### INSTRUCTION
Copy the lines below word for word, leaving out the pictures.

Photo-based point labeling data
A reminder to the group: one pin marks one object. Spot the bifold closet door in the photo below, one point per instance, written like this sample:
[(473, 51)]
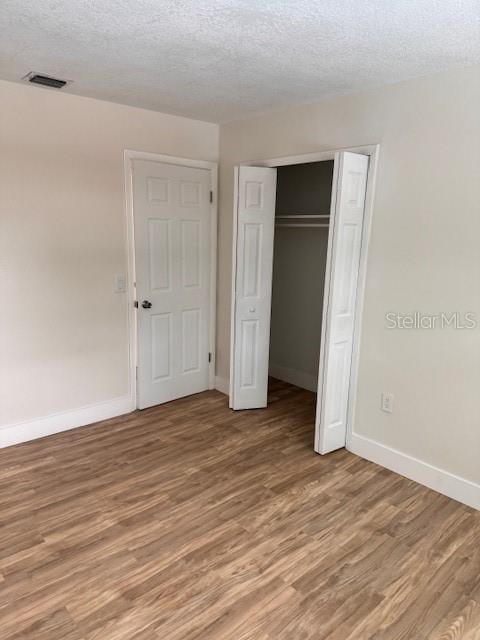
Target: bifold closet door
[(252, 286), (343, 262)]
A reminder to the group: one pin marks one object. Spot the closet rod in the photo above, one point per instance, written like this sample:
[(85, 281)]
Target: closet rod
[(315, 226), (306, 216)]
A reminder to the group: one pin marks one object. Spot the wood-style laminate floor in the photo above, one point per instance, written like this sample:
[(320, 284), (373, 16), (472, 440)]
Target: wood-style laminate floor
[(190, 522)]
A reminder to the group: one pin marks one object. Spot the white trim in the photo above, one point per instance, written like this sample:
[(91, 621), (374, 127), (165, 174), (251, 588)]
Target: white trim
[(234, 287), (55, 423), (222, 385), (128, 156), (293, 376), (316, 156), (373, 151), (444, 482)]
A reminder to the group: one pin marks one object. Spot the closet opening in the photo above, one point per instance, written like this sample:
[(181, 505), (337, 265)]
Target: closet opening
[(300, 245), (301, 236)]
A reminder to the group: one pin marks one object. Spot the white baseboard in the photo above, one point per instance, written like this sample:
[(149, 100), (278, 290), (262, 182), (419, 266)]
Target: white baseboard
[(57, 422), (222, 385), (293, 376), (437, 479)]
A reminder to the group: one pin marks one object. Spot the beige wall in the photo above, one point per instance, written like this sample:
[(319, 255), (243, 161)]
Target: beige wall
[(424, 254), (63, 330)]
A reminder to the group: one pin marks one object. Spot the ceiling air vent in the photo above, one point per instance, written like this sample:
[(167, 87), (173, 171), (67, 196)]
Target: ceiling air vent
[(45, 81)]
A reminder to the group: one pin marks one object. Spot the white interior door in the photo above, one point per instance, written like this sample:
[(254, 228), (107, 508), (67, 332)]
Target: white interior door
[(171, 205), (347, 214), (252, 286)]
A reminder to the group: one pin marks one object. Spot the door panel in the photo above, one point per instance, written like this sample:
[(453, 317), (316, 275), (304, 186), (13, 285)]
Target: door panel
[(251, 297), (172, 255), (340, 300)]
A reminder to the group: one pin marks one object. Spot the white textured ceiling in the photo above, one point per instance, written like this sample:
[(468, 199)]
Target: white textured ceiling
[(219, 60)]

### SOLUTION FOR THIS TASK
A reminder to the group: one pin marks one object. Spot the bifold closet door in the photo below, one point per instance, written like this sample:
[(473, 51)]
Target: bifold closet door
[(252, 286), (343, 262)]
A reminder to the group: one pin marks one object. Spot the closet rod in the photo above, one point per instance, written like this sample:
[(85, 281)]
Target: closet rod
[(315, 226), (306, 216)]
A reminder to the group: one pin marks one object. Spot the wood-style laminate floor in the photo above, one point per instance, written like this sample:
[(320, 284), (373, 16), (472, 440)]
Target: wood-style laminate floor
[(190, 522)]
A reminder to the group: one pin marks one object. Spot the white trim in the photo above, one point per instance, written like this sample:
[(91, 621), (374, 127), (165, 174), (251, 588)]
Target: white trim
[(234, 287), (55, 423), (222, 385), (128, 156), (293, 376), (316, 156), (373, 151), (444, 482)]
A reminder to the group: one pin marks one object. Spot the closet opening in the photo above, one point per instance, written like this sample:
[(181, 505), (337, 265)]
Target: closet opening
[(300, 245), (301, 236)]
A reminder to the group: one pin marks one object. Spot the white baseboard in the photo above, one point per instance, written like this sample:
[(149, 100), (278, 290), (262, 182), (419, 266)]
Target: white baseboard
[(57, 422), (222, 385), (293, 376), (437, 479)]
A reminder to the group: one pin marks one object. Spot the beige wall in the photo above, one point per instance, written like this sample:
[(319, 255), (243, 161)]
Target: beige wall
[(424, 254), (63, 330)]
A reminder to the group: one pin marks one object. Spot the ceiling air vent in the photo above, one point per instance, written like this sample:
[(167, 87), (173, 171), (67, 196)]
Target: ceiling air vent
[(45, 81)]
A reminder to the group: one pin marks one object. Spot the white interior door in the photo above, one point per instance, written like this sample:
[(254, 228), (107, 508), (67, 332)]
Target: white interior door
[(171, 205), (347, 214), (252, 286)]
A reminder to the group: one pin marks one object. Spot the door panel in the photo above, one point per instance, written like this sample:
[(453, 317), (316, 275), (304, 186), (13, 285)]
Target: door panel
[(251, 297), (172, 255), (340, 300)]
A reminder to the group: one pin marks one object. Spot the white textured ceiling in the photo above, one point per instance, written like this sample:
[(468, 199)]
Target: white textured ceiling
[(219, 60)]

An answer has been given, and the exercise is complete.